# What to do:
Locate each line in the listing below that contains the word "arched", and copy those lines.

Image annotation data

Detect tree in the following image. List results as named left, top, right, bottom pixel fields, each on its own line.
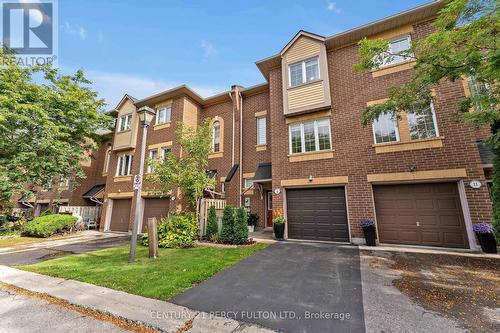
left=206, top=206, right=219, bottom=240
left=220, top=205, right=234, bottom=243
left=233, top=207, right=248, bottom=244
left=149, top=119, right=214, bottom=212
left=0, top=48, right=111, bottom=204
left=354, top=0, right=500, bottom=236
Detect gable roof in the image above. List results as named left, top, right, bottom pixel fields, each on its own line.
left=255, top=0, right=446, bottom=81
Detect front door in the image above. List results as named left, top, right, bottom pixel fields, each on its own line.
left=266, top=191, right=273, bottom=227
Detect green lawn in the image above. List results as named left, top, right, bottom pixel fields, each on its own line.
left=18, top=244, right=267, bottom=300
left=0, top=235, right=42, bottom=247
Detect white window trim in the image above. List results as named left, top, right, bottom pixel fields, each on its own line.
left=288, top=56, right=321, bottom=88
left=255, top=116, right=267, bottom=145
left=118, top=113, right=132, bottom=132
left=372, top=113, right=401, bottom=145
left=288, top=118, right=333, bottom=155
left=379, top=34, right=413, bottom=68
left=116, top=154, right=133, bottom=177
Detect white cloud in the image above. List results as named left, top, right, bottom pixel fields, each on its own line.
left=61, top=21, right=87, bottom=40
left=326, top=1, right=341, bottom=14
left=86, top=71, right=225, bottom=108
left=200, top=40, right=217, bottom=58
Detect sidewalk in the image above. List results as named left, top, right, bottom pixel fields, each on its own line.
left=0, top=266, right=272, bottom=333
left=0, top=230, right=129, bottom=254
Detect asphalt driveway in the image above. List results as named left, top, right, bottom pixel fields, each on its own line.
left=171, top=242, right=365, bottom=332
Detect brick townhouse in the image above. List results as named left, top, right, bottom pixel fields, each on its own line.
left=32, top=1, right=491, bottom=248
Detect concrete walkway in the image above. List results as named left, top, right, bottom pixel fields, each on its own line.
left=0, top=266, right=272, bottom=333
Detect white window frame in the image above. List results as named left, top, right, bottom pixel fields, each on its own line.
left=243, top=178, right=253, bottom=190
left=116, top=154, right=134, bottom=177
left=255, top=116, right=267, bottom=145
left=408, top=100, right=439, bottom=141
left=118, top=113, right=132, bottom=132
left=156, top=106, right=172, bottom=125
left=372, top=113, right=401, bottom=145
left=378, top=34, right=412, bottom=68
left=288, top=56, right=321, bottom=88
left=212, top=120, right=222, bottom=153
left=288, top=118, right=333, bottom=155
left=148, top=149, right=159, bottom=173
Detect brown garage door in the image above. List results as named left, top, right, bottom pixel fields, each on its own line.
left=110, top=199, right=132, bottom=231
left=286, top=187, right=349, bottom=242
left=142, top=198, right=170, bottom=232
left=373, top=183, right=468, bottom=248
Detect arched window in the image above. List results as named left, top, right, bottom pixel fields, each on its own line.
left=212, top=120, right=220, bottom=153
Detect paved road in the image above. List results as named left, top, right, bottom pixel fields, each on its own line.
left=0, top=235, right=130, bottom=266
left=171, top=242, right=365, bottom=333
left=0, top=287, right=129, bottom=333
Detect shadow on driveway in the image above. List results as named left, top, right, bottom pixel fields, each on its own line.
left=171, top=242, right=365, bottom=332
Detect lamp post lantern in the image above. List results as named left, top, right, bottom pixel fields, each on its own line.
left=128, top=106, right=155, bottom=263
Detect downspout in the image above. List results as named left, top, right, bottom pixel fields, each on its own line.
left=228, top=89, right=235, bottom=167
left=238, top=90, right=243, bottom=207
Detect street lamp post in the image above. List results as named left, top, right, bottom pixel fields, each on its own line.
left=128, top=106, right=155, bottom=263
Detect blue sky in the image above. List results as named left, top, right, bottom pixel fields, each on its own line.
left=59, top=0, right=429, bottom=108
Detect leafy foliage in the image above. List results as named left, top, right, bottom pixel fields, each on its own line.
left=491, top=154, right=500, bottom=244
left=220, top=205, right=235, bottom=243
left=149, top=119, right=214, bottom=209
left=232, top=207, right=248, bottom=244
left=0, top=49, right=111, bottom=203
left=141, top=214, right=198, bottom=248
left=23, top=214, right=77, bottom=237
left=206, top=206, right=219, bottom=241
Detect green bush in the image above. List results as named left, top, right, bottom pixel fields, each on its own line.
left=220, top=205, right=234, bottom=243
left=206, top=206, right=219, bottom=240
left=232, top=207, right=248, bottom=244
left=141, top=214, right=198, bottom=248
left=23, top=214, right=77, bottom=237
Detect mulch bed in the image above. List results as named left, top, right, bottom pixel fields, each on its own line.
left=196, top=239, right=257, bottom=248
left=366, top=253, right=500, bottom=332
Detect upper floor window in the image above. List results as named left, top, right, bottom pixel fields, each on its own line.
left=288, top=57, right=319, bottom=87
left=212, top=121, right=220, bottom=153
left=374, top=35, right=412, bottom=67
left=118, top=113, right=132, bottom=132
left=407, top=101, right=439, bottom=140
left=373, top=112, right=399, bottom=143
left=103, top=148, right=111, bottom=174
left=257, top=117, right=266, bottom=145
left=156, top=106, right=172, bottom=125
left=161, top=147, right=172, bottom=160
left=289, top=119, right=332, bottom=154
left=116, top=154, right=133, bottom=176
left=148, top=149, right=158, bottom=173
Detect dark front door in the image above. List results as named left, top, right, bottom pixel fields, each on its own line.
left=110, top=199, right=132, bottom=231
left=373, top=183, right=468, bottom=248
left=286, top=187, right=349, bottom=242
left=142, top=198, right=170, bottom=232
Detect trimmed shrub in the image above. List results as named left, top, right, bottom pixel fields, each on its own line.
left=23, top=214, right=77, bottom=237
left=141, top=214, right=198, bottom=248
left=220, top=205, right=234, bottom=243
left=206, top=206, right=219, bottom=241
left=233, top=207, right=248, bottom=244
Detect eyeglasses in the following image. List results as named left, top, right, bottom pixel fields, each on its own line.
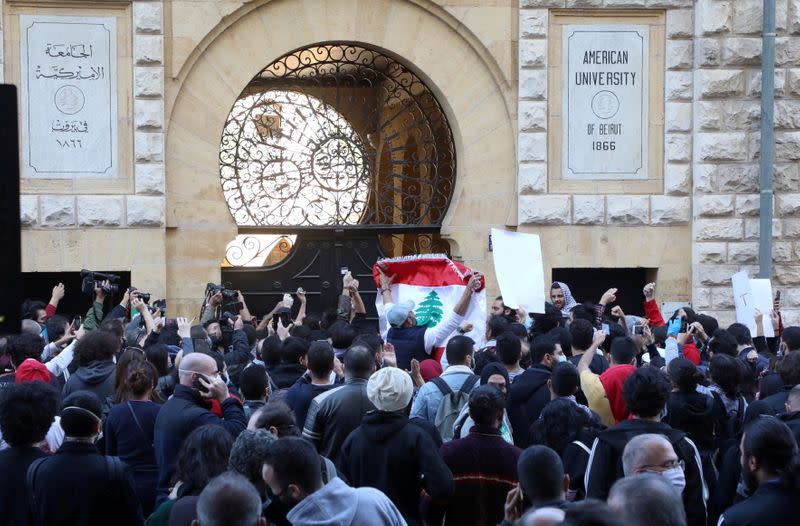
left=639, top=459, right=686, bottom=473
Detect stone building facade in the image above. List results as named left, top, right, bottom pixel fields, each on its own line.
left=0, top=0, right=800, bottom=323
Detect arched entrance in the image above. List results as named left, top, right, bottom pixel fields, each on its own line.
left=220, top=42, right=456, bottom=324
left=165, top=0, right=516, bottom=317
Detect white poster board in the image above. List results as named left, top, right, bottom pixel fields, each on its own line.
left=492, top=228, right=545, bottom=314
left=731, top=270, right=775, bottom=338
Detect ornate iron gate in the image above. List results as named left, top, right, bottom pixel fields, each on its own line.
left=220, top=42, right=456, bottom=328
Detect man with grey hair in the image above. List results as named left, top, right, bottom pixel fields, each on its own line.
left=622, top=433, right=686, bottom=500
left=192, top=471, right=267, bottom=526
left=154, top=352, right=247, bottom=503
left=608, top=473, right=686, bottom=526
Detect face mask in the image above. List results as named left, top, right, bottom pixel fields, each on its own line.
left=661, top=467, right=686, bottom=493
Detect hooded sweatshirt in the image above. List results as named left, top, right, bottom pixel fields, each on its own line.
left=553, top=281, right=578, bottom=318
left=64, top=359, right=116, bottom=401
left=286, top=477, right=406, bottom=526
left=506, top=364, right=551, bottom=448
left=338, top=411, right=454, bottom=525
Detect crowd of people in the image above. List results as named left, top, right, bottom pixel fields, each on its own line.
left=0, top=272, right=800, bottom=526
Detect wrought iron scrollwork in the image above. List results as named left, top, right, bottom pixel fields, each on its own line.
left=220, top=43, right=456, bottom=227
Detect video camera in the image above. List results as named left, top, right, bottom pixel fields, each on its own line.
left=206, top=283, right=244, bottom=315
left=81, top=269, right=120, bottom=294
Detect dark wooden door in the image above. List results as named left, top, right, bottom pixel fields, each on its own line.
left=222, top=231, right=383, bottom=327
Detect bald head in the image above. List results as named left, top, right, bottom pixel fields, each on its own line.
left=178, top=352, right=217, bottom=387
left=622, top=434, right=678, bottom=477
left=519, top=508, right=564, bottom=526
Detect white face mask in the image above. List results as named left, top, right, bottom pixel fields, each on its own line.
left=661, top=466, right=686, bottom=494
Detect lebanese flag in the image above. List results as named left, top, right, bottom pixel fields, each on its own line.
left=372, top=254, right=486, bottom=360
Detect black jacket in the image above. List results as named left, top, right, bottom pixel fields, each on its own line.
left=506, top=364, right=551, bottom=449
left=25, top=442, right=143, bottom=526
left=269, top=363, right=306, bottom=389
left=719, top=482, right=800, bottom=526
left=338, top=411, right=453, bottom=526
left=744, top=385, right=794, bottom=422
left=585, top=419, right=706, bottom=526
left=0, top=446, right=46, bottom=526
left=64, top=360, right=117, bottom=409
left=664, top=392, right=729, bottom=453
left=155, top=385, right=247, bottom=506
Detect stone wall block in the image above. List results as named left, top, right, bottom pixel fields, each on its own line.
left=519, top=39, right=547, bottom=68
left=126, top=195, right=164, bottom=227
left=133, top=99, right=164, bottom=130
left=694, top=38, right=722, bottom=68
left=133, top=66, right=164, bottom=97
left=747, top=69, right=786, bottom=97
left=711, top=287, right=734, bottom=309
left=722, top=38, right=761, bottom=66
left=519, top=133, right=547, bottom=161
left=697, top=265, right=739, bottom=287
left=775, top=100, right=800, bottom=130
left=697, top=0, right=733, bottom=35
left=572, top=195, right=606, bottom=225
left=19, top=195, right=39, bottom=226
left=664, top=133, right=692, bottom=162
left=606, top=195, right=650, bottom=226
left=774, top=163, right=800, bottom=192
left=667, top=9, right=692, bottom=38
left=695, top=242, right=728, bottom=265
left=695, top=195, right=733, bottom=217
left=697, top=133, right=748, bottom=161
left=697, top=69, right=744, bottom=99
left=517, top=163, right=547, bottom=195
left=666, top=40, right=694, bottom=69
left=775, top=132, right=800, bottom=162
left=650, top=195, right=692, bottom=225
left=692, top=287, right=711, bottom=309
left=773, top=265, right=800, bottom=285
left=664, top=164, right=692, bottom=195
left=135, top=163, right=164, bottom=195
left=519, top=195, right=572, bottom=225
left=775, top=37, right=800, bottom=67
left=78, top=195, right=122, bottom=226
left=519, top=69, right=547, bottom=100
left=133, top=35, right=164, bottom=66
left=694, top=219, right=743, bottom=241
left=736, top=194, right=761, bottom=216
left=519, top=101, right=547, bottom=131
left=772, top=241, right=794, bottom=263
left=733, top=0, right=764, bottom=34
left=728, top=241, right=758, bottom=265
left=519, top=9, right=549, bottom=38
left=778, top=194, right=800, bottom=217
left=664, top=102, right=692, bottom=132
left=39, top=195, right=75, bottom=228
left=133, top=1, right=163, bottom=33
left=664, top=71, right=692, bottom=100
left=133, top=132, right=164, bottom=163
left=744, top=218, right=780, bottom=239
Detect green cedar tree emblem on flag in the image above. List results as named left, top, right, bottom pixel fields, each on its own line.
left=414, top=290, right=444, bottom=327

# Final result:
Detect arched window in the image above. List results as named left, top, right, bottom pixel fields, each on its own line.
Detect arched entrance in the image above. List results as named left, top, right, bottom pixel fields, each on its own line.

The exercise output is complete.